W sklepach za Odrą łatwiej jest wymienić uszkodzony towar
Organizacje broniące konsumentów w Niemczech zachęcają to korzystania z możliwości reklamacji towaru
Choć w sklepach za Odrą łatwiej jest wymienić uszkodzony towar, to bez znajomości tutejszych praw przysługujących klientom i, zwłaszcza, języka nie jest to wcale łatwe. Dlatego zatrudnione w Polsko-Niemieckim Centrum Informacji Konsumenckiej prawniczki Katarzyna Trietz oraz Katarzyna Guzenda nie narzekają na brak pracy.
- Świadczymy bezpłatne usługi konsumenckie oraz reperezentujemy klientów w sprawach pozasądowych, tzn. staramy się rozwiązać spór polubownie - tłumaczy Katarzyna Trietz.
Polsko-Niemieckie Centrum Informacji Konsumenckiej we Frankfurcie nad Odrą od 6 lat pomaga mieszkańcom po obu stronach granicy nie tylko w reklamacji produktów.
Trzy czwarte przypadków niemieckich i polskich konsumentów, które do nich trafiają, kończą się kompromisem, który obie strony są w stanie zaakceptować.

Twoje zadania:
a. Wyjaśnij na podstawie tekstu o reklamacjach w niemieckich sklepach, dlaczego prawniczki zatrudnione w Polsko-Niemieckim Centrum Informacji Konsumenckiej nie narzekają na brak pracy.
b. Przepisz dokładnie fragment tekstu o reklamacjach w niemieckich sklepach od słów „Polsko-Niemieckie Centrum Informacji” aż do słów „w stanie zaakceptować.” włącznie.
c. Podaj dalszy ciąg tekstu o reklamacjach w niemieckich sklepach, zaczynając od miejsca po jego ostatnim zdaniu.

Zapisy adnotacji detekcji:

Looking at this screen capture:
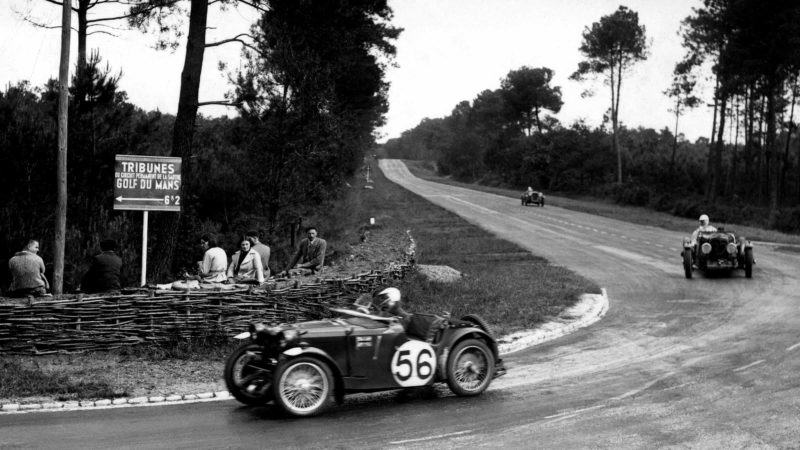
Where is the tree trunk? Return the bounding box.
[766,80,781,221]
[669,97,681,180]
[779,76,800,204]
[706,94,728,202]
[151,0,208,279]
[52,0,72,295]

Odpowiedzi:
a. Choć w sklepach za Odrą łatwiej wymienić uszkodzony towar, to bez znajomości praw przysługujących tam klientom, a zwłaszcza języka, wcale nie jest to łatwe. Dlatego konsumenci potrzebują pomocy prawniczek Centrum.

b.
Polsko-Niemieckie Centrum Informacji Konsumenckiej we Frankfurcie nad Odrą od 6 lat pomaga mieszkańcom po obu stronach granicy nie tylko w reklamacji produktów.
Trzy czwarte przypadków niemieckich i polskich konsumentów, które do nich trafiają, kończą się kompromisem, który obie strony są w stanie zaakceptować.

c.
Centrum powstało w 2009 r. z inicjatywy Brandenburskiej Centrali Konsumenckiej oraz Federacji Konsumentów województwa Lubuskiego dzięki dofinansowaniu z programu Europejskiego Funduszu Rozwoju Regionalnego (EFRR) w ramach programu współpracy transgranicznej. Centrum skierowało swą ofertę do polskich i niemieckich konsumentów.
Było pierwszą placówką powołaną w ramach transgranicznego projektu "Konsument - poradnictwo bez granic". Kolejne oddziały powstały w Gorzowie Wlkp. i w Zielonej Górze. Projekt finansowano wspólnie do końca 2012 r. i w tym czasie z porad i pomocy skorzystało 9 tys. 200 Niemców i Polaków.
Dzięki finansowemu wsparciu brandenburskiego Ministerstwa ds. Ochrony Konsumentów od 2013 r. działa tylko Polsko-Niemieckie Centrum Informacji Konsumenckiej we Frankfurcie nad Odrą.
Najczęstszym problemem, z którym konsumenci zwracają się o pomoc do Centrum, jest reklamacja wadliwego towaru. W zależności od tego czy mamy do czynienia ze sklepem stacjonarnym czy internetowym obowiązują różne prawa. - Często konsumenci wychodzą z błędnego założenia, że istnieje coś takiego, jak prawo do odstąpienia od umowy przy zakupach w sklepach stacjonarnych. Ale takiego prawa nie ma, ani w Polsce, ani w Niemczech - ostrzega Katarzyna Trietz. W wielu sklepach można znaleźć wywieszki, że "pozwalamy na zwrot towaru", ale to nie jest prawo, które przewidują i sankcjonują przepisy, wyjaśnia dalej prawniczka. Jest to uprzejmość, na którą zezwalają niektóre sklepy. Inaczej jest w transakcjach internetowych, gdzie istnieje opcja odstąpienia od umowy w okresie 14 dni bez podawania przyczyny.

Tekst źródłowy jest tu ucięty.